§ DESCRIÇÃO DO EXERCÍCIO
Você pode continuar o texto sobre o socialismo do Partido dos Trabalhadores e sua leitura teológica, começando logo após o último parágrafo?

Acreditamos explicitar tais hipóteses ao responder o que o socialismo do Partido dos Trabalhadores tem a ver com a religião. Ou seja, em que medida o desenvolvimento do pensamento socialista dentro do Partido dos Trabalhadores pode ter uma releitura teológica?

As hipóteses apresentadas aqui partem da constatação já amplamente estudada, de que a Teologia, enquanto hermenêutica dos universos simbólicos, permite uma abordagem do problema do poder. Duas perspectivas são fundamentais nessa leitura teológica: a antropológica política, que percebe o simbólico como fundante da vida social, e a ética que, ao dar ênfase às instituições, pensa a relação entre instituições e estruturas políticas.

Acreditamos que os estudos desenvolvidos por Paul Tillich, assim como por Enrique Dussel, nos dão instrumentos para uma compreensão teológica da realidade política, quer a partir de uma leitura das raízes antropológicas, no caso de Paul Tillich, quer ética, no caso de Enrique Dussel.

Definido o campo motivacional dos autores, temos razões, instrumental e referências em que nos basear para desenvolver o trabalho ora proposto. E mais do que isso, levando em conta a riqueza do momento histórico vivido por nosso país, tanto em relação à consolidação da democracia, quanto em relação às perspectivas de construção de futuro, acreditamos ser este um momento especial e favorável para o desenvolvimento da tese proposta.

§ DADOS REGISTRADOS

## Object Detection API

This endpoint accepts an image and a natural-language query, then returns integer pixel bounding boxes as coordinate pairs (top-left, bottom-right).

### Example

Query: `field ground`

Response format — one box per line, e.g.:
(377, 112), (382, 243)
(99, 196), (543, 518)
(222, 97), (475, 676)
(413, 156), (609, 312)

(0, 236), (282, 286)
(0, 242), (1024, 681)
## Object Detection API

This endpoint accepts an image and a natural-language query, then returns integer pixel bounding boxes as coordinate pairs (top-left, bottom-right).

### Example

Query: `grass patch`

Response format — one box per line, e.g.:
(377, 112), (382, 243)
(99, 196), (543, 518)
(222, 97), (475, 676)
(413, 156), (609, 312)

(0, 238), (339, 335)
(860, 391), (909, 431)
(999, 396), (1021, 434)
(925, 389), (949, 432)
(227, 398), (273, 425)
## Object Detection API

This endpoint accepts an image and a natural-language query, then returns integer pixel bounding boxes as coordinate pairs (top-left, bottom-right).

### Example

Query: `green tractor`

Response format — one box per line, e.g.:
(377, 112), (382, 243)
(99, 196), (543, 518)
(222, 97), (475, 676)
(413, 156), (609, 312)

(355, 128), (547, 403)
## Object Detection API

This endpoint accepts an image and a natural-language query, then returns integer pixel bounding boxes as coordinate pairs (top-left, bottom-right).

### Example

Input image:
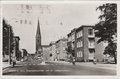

§ RESPOSTA DO EXERCÍCIO
Dessa maneira, a análise teológica proposta parte do universo simbólico cristão e socialista como fundante do pensamento político e da vida militante dentro do Partido dos Trabalhadores como abordagens do problema do poder em suas relações com estes universos simbólicos.

REFERENCIAL TEÓRICO

Este trabalho toma como ponto de partida para o balizamento da tese dois pensadores: o teólogo e filósofo da cultura Paul Tillich e o teólogo e filósofo da libertação Enrique Dussel. O primeiro desenvolveu uma extensa produção sobre socialismo e religião nos anos que antecederam a II Guerra Mundial.

A teologia para Paul Tillich relaciona pólos, a mensagem cristã e a interpretação dessa mensagem, que deve levar em conta a situação daqueles a quem ela se destina. Situação, aqui, são “as formas científicas e artísticas, econômicas, políticas e éticas, nas quais [os indivíduos e grupos] exprimem as suas interpretações da existência”.[1]

Nesse sentido, a teologia deve dar respostas às perguntas implícitas na situação, não enquanto soluções definitivas, mas no sentido de procurar sínteses. Para isso, utiliza o método da correlação, ou seja, a análise da situação humana, de forma que venham à tona perguntas; e a individuação das respostas nos fatos reveladores, possibilitando respostas correlatas às perguntas colocadas pela própria existência.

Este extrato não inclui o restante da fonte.